Task description → Retype only what runs from the line that contains "indicate the red" through the last line of the listing below, both lines included.

::::::

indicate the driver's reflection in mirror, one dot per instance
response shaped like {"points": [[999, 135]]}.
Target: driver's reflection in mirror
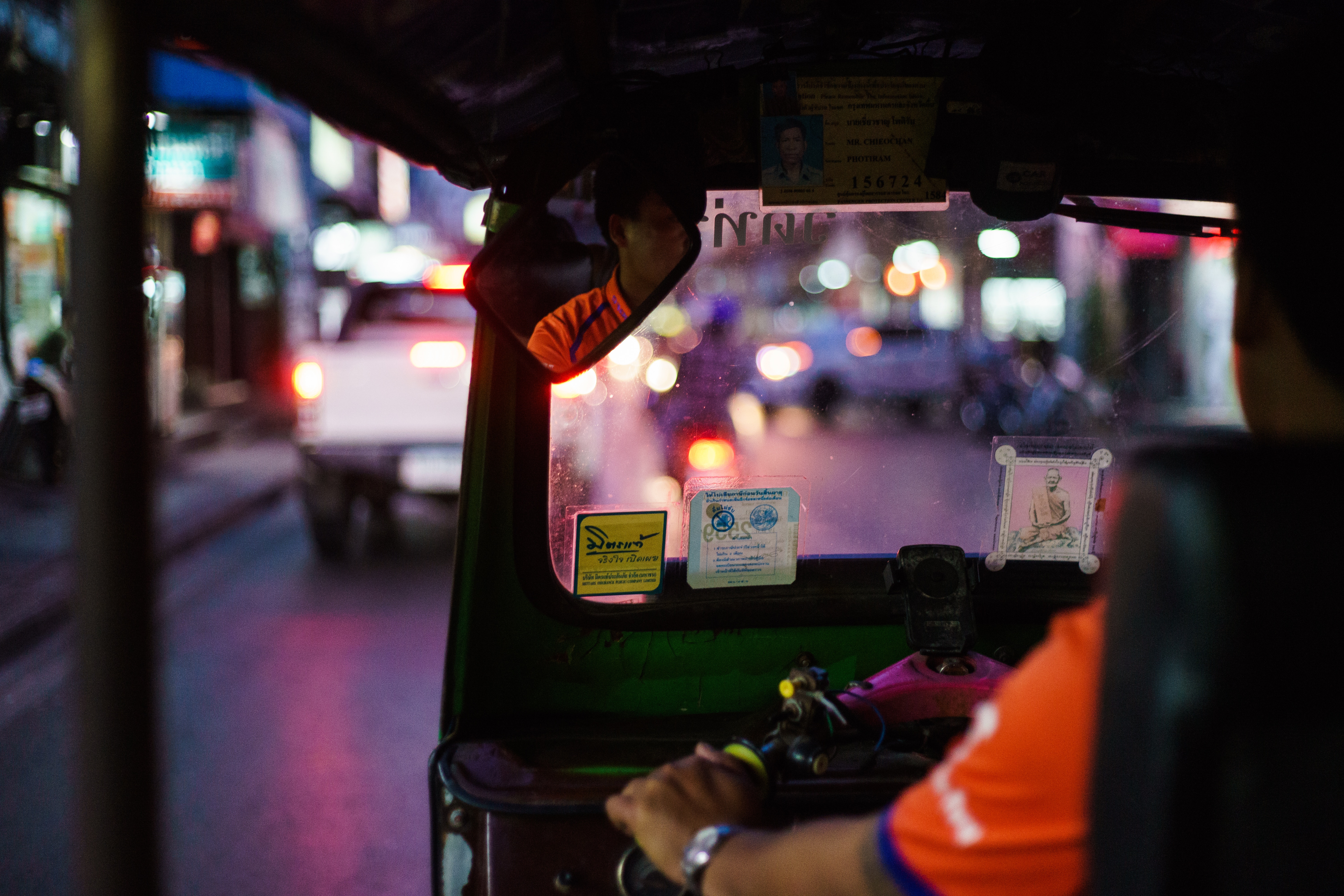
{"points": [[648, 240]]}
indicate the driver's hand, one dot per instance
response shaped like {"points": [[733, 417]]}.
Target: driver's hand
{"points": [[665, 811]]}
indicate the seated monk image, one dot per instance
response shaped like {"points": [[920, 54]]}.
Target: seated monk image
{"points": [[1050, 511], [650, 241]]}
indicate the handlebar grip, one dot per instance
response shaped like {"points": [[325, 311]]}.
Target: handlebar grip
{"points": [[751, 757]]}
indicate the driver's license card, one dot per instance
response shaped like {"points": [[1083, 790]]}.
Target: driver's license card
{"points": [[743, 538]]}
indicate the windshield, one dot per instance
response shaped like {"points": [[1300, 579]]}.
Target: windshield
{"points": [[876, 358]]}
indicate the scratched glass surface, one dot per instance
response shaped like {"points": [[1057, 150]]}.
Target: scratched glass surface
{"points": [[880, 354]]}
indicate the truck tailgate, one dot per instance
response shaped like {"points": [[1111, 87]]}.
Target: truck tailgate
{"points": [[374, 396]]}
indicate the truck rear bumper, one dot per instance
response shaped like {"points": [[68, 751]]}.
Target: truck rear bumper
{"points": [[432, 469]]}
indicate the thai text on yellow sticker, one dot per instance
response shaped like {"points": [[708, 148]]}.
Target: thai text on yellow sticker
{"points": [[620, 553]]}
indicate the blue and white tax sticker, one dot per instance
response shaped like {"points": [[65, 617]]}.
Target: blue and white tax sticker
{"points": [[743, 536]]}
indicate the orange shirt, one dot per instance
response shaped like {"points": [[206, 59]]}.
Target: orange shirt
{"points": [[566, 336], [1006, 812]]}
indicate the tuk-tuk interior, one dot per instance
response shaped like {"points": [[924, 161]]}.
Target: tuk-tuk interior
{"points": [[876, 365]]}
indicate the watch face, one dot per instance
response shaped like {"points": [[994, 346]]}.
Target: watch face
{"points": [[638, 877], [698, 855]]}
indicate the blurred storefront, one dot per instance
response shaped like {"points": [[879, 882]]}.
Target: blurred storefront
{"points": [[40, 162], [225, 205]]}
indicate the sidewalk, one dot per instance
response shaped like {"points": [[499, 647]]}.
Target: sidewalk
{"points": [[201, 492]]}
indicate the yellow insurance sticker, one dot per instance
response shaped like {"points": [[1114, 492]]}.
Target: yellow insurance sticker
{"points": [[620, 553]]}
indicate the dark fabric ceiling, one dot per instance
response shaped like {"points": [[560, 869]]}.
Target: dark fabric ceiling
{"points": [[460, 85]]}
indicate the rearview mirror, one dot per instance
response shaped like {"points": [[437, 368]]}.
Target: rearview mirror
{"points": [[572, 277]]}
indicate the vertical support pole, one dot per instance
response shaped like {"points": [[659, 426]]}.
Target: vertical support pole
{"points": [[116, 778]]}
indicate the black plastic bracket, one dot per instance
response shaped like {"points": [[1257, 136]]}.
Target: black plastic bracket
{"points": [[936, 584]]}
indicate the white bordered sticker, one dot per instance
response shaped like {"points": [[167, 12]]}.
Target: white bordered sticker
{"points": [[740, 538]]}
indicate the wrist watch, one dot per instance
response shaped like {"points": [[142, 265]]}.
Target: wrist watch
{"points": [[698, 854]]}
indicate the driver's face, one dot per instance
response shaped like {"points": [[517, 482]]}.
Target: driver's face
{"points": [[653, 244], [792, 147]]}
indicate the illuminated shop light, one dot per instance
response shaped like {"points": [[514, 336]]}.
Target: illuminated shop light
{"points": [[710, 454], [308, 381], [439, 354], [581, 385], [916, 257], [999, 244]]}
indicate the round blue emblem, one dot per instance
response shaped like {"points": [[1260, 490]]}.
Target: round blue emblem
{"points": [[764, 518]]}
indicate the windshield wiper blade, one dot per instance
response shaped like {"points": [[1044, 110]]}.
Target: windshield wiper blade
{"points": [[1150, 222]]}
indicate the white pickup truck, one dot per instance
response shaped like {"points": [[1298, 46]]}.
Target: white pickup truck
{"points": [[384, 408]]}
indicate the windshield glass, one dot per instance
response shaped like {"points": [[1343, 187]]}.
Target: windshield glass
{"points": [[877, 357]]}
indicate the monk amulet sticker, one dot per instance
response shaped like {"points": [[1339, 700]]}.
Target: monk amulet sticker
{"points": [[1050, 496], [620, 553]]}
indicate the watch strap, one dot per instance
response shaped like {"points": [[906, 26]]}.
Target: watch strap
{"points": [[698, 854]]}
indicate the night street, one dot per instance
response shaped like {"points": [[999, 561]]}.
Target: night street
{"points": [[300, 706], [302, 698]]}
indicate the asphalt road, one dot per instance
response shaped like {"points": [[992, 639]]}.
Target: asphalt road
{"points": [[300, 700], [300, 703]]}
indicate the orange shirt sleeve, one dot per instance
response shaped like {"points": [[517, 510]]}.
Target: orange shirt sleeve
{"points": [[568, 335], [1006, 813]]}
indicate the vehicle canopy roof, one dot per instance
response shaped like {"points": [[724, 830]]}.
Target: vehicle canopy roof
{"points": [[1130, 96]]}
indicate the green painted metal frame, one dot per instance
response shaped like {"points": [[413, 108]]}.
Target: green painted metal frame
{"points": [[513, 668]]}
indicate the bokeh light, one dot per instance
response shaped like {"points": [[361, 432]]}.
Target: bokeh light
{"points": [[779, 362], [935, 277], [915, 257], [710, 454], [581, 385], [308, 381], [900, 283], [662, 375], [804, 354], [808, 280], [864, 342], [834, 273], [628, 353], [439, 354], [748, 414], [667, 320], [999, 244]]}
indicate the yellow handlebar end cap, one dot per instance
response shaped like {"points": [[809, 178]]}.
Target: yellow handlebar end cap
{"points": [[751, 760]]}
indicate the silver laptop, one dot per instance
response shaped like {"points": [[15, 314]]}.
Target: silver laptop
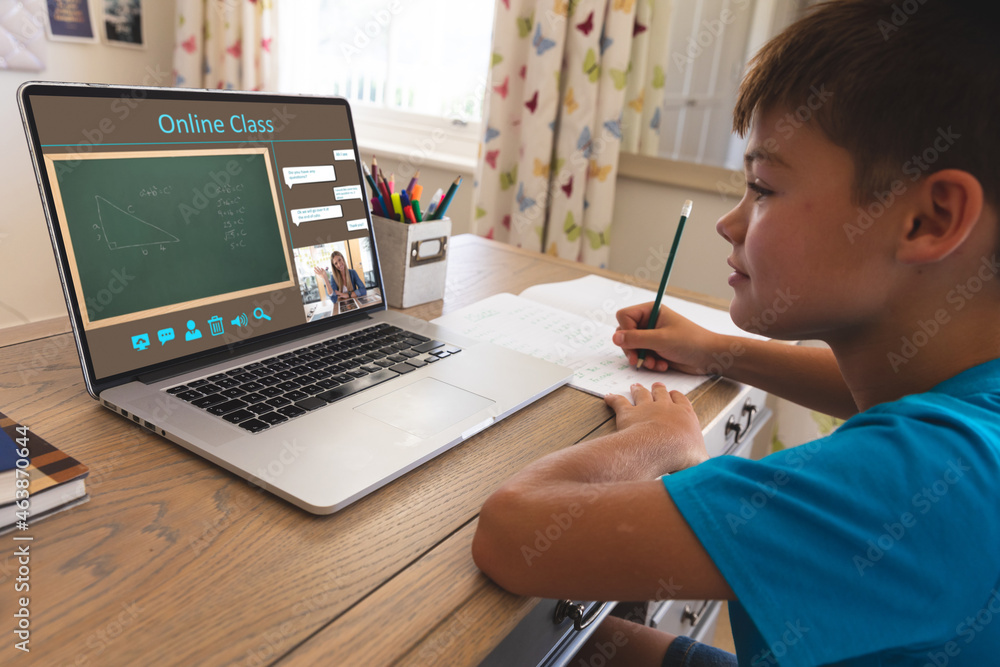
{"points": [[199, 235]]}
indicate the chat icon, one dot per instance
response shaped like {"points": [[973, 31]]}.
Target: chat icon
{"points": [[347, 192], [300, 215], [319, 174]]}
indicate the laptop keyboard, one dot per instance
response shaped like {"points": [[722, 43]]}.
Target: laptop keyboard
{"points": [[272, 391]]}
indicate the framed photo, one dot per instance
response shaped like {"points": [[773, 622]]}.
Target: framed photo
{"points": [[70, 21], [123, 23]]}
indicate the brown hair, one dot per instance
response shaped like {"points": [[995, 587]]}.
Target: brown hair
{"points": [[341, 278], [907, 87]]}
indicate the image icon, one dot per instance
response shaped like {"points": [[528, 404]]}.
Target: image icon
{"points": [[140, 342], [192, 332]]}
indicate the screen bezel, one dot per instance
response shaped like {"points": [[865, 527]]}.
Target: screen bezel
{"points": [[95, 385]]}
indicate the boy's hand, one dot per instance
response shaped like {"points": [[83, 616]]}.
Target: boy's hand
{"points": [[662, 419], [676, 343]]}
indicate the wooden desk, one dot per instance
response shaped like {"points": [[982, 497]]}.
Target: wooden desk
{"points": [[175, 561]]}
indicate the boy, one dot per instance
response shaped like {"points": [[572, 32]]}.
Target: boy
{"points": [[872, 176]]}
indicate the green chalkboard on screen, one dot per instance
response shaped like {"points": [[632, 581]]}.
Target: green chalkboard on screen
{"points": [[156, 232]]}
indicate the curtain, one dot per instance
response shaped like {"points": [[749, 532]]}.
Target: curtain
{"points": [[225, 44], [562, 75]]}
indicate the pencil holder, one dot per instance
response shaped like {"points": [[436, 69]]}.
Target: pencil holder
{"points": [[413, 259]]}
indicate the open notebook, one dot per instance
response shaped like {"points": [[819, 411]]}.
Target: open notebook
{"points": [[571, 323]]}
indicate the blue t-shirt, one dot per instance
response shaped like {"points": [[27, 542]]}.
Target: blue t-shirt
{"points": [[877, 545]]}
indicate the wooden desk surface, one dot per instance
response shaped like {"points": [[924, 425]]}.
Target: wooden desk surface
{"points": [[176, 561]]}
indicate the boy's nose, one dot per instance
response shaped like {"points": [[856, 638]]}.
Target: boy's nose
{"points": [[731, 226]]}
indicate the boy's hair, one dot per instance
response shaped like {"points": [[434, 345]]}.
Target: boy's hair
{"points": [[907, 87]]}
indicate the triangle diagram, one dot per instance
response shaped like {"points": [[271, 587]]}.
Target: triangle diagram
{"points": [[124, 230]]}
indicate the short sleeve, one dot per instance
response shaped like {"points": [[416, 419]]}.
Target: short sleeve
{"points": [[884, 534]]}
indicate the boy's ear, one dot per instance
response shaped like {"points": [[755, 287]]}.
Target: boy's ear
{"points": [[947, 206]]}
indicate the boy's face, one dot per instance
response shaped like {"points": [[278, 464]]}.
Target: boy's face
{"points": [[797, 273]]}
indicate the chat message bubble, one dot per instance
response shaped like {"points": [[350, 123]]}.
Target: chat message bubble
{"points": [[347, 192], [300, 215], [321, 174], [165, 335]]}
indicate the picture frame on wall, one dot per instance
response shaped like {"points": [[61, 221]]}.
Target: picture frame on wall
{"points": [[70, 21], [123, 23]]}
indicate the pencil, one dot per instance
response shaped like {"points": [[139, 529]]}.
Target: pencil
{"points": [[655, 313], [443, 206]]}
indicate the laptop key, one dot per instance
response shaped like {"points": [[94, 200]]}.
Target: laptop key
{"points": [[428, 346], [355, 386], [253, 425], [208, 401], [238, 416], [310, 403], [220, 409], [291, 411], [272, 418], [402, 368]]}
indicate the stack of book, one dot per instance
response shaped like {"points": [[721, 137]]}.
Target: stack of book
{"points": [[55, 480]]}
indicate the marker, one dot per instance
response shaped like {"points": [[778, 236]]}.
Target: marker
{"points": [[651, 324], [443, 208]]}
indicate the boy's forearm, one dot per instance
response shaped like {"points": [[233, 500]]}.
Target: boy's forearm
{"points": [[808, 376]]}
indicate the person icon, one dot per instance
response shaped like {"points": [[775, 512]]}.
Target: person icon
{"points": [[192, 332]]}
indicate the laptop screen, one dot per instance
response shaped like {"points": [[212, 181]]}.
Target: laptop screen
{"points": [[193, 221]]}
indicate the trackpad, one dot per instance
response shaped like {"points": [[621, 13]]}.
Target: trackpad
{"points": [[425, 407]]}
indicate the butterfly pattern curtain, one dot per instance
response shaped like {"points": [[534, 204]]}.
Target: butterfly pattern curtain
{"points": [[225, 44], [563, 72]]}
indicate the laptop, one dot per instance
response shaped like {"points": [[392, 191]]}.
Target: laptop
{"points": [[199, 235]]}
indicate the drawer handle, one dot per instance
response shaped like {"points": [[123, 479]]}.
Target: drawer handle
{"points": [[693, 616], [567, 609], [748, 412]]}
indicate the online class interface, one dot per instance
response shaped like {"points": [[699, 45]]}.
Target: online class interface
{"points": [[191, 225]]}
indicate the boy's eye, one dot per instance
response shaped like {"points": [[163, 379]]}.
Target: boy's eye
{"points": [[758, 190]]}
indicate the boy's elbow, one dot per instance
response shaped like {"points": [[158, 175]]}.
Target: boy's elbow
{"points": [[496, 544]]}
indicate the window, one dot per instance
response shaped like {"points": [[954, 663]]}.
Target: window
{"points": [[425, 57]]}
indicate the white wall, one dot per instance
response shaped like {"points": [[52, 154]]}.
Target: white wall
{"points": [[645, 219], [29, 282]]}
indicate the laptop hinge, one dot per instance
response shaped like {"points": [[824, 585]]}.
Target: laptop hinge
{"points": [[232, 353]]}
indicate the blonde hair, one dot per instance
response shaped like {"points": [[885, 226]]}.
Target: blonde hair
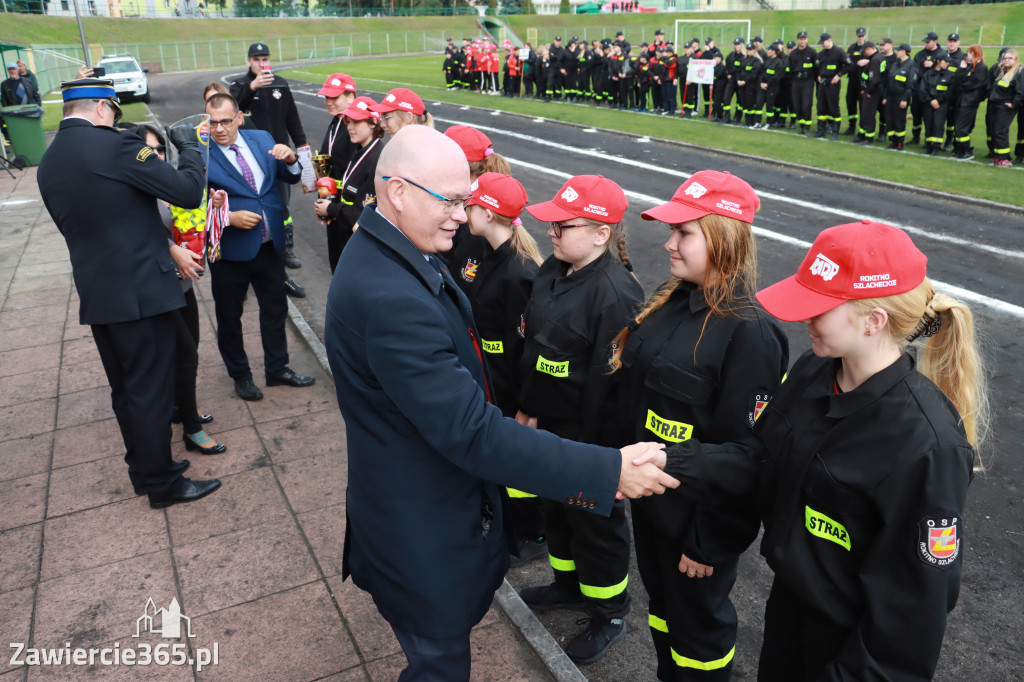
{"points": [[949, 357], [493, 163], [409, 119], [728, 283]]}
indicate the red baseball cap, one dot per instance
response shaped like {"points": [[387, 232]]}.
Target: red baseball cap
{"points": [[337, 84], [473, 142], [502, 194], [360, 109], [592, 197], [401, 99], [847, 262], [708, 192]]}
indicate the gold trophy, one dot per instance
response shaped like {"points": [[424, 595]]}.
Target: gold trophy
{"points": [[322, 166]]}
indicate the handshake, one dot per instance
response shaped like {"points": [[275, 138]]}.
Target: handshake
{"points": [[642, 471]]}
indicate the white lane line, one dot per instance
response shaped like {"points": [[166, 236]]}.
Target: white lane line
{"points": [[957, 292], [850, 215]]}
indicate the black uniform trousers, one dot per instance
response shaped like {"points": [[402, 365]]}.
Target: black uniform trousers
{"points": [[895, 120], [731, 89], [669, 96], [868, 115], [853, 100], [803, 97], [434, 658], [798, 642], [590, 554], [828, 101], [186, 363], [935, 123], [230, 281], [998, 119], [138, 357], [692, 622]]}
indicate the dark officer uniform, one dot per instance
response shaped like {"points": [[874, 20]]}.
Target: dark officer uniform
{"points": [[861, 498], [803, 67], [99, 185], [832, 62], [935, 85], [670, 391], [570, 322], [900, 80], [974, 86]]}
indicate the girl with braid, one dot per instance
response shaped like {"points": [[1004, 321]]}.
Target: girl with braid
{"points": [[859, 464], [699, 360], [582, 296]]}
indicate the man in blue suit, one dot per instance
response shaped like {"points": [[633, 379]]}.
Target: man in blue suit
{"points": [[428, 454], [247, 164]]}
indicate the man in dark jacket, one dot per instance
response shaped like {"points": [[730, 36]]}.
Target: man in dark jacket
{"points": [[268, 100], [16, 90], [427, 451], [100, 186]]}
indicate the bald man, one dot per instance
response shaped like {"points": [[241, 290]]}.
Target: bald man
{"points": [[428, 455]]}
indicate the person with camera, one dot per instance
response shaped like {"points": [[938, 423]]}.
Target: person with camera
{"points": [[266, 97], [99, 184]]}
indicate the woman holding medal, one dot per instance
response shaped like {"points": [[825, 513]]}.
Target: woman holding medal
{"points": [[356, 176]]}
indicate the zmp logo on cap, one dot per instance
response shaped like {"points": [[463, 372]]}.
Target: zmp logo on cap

::::::

Solution →
indicate the red baseball cap, one dot per instance
response shaped like {"points": [[387, 232]]}.
Target: red baseball cap
{"points": [[337, 84], [473, 142], [502, 194], [360, 109], [592, 197], [401, 99], [847, 262], [708, 192]]}
indicate the gold trophy, one dot per instance
response shaped like {"points": [[424, 595]]}.
Target: gold trophy
{"points": [[322, 166]]}
indicate the handshake, one dot per instance
response shaped like {"points": [[275, 138]]}.
Target: handshake
{"points": [[642, 471]]}
indicate the white lane line, one dot per instance
response shaped like {"points": [[166, 236]]}.
Target: white lane line
{"points": [[957, 292], [850, 215]]}
indicate the black uniform trousers, one dot per instance
response shaped like {"points": [[402, 365]]}.
Target: black uniform trousers
{"points": [[895, 120], [731, 89], [669, 96], [868, 115], [853, 100], [803, 97], [434, 658], [798, 642], [590, 554], [828, 101], [186, 363], [935, 123], [230, 281], [998, 119], [138, 357], [692, 622]]}
indicate the dark officer uniform, one dot per instance
response shaped like {"points": [[874, 20]]}.
Target: dark officer uniform
{"points": [[861, 498], [803, 67], [99, 185], [832, 62], [935, 85], [670, 391], [570, 322], [900, 80], [974, 86]]}
indicate the girl with braid, one dot per instance
response shaped like {"points": [[1004, 321]]}.
Target: girl with braid
{"points": [[859, 464], [699, 360], [582, 296]]}
indicate the man in blue suit, one dot per instance
response shaped like {"points": [[633, 379]]}.
Target: man in blue suit
{"points": [[428, 454], [247, 164]]}
indicate the man in dark jacket, one dot per instance
response shaped like {"points": [[730, 36]]}.
Target: man in dark jacket
{"points": [[268, 100], [16, 90], [427, 451], [100, 186]]}
indicate the bald man, one dot per instance
response shaped like {"points": [[241, 290]]}.
Target: bald man
{"points": [[428, 455]]}
indicate the person with camera, one dot per instance
response shaped like {"points": [[938, 423]]}.
Target: person with camera
{"points": [[266, 97], [99, 184]]}
indicate the woman holding medal, one dot per instance
response shaped like {"points": [[825, 513]]}.
Target: woman holding medal
{"points": [[356, 176]]}
indicate the zmp logo on cap, one dot per instance
response shaped like {"points": [[463, 372]]}.
Target: zmp logo on cap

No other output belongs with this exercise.